*** Opening of Information shown ***
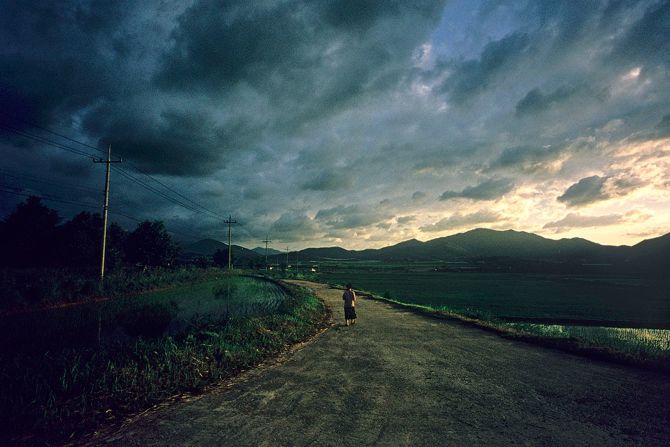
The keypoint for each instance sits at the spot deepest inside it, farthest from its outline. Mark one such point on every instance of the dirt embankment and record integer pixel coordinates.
(397, 378)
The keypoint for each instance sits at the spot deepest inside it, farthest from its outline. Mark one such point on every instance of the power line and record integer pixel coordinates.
(50, 198)
(49, 182)
(195, 206)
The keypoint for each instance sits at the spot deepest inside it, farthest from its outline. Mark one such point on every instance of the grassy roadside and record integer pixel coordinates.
(62, 394)
(639, 347)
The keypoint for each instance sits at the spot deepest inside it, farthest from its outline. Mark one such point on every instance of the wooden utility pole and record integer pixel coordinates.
(105, 207)
(266, 240)
(230, 222)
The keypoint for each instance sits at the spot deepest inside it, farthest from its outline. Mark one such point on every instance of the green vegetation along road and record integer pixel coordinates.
(398, 378)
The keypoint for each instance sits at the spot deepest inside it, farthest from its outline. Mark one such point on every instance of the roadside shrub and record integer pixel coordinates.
(150, 320)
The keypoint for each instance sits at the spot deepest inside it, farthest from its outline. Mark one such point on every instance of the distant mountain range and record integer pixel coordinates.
(483, 247)
(261, 251)
(207, 248)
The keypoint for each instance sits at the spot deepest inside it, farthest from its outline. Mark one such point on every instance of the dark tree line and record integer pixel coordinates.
(33, 236)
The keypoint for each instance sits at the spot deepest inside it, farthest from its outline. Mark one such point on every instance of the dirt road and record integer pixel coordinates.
(401, 379)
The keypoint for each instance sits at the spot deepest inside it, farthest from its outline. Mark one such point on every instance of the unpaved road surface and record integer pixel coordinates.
(401, 379)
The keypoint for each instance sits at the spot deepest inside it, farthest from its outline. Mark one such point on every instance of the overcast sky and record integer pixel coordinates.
(356, 123)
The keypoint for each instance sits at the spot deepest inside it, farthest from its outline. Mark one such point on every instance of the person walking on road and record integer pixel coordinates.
(349, 298)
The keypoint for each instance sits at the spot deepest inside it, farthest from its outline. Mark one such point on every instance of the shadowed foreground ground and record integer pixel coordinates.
(397, 378)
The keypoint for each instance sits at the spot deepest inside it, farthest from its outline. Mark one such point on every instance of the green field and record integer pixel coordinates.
(59, 380)
(625, 301)
(151, 314)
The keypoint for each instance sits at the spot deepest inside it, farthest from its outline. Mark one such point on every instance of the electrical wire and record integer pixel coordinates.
(191, 206)
(48, 198)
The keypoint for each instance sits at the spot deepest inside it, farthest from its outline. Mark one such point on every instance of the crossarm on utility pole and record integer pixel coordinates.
(105, 207)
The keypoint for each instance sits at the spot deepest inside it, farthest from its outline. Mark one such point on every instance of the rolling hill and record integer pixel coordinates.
(510, 246)
(502, 248)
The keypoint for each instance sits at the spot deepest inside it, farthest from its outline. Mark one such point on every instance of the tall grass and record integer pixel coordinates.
(36, 288)
(653, 344)
(59, 393)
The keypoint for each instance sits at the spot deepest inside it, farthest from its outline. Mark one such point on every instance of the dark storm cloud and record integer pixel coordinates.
(329, 181)
(474, 76)
(51, 57)
(352, 216)
(537, 102)
(293, 226)
(290, 50)
(487, 190)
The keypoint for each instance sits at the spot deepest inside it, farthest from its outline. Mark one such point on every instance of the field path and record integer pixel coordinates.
(401, 379)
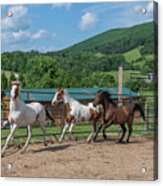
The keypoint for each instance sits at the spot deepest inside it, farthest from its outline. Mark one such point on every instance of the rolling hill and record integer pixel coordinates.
*** Close of Information shown ***
### Exercise brief:
Aside from its pictures, the listing must be given again in full, exactly as it appears.

### Task output:
The keypoint for each instance sits at the spot deepest inside it, farthest from its outline. Mark one such point on every instance of the dirt embankment and record integer pixel coordinates.
(397, 378)
The keypoint for each instance sits at the spot deepest inside it, farthest from its outline. Mark one such point on every instance of the power line and record integer pixel coordinates.
(50, 198)
(49, 182)
(195, 206)
The keypoint for each instance sits at the spot deepest inside it, farthest from its outline. Mark one such point on every instance of the grassy roadside and record integer pixel coordinates.
(62, 394)
(639, 347)
The keypoint for each instance sits at the spot deepest inside it, farthest from its outline. Mark one such point on every instance of the wooden utility pole and record integer pixel coordinates.
(105, 207)
(266, 240)
(230, 222)
The keypoint for each instance sits at the spot deepest inside it, farthest from its outline. Mark one such point on every instance of the green vegetation along road and record integer pixel coordinates.
(398, 378)
The keypoint for each instance sits at the spot deepest inside it, farthest from its outline. Mark one such point on every instance of the roadside shrub and record integer pixel coordinates.
(150, 320)
The keypoint for each instance sits at the spot deepest inside it, farthest from its outline. Mark one such point on every instance of the distant mountain range and record integer pixel coordinates.
(483, 247)
(261, 251)
(207, 248)
The keypoint for each instance sits at the spot deepest inside it, farthest from its outline. Mark one such point on every instance of the dark tree line and record integer pixel coordinates.
(33, 236)
The keypoint for each instance sits at the spot deepest inside it, farthest from its outline. Mark one such point on every instance of the dirt road and record integer pixel coordinates.
(401, 379)
The keypoint for each instance sits at the spot deepest inside it, farthest from its outline. Mark one such point on every instance of the unpaved road surface and record integer pixel coordinates.
(401, 379)
The keypoint for each instance sits at the spot deepest inside it, farthest from its outline. Mark one such point on every instance of the overcast sky and record integer pixel coordinates.
(356, 123)
The keypoint for each instance sits at the spot deepest inside it, farthest from its outline. Mark one such point on every instance of the person walking on road and record integer pixel coordinates.
(349, 298)
The keypoint for each instance sits at the spot deepest inside it, farthest from its outline. Mark one such point on every instance of the shadowed foreground ground and record integer pixel coordinates.
(397, 378)
The keypoint for each instance sits at the spot deepest inside it, farthest from its outline. Mark one such point on every instance of the green field and record integer pixel coordinates.
(59, 380)
(625, 301)
(151, 314)
The keypoint for each instance sits at the spot deepest inside it, farthest from its outline. Mark one such point on every instance of the electrical wire and record integer pixel coordinates.
(191, 206)
(48, 198)
The keypoint for each instance sits at the spot deepest inside it, farthest from its outline. Mark one such point on every instance of the crossarm on utility pole and record integer pixel coordinates.
(105, 207)
The keypoint for each instance sits at the spot deepest inside it, farthest from its outline. Mark one such point on every instance of the rolling hill and record integer pixel coordinates.
(510, 246)
(502, 248)
The keypoint for each instance sits at the spot deepest inside it, farthest from its outline. Mark one such point on every instance of the tall grass and record integer pixel coordinates.
(36, 288)
(653, 344)
(59, 393)
The keypoint for each instance sits at the spot deepest inside it, farthest from its outline. Mark one such point on every instance of the dark storm cloud and record integer pixel coordinates.
(329, 181)
(474, 76)
(51, 57)
(352, 216)
(537, 102)
(293, 226)
(290, 50)
(487, 190)
The keypoint for each instance sits at the spot deepest inside it, farthest from its outline. Mark one such point on every instance of the field path and record integer pixel coordinates.
(401, 379)
The keypoint for each instance sits at the spot deepest inside it, farthest from its outline. Mark one such point on every instance of the rolling hill and record integer pixel coordinates.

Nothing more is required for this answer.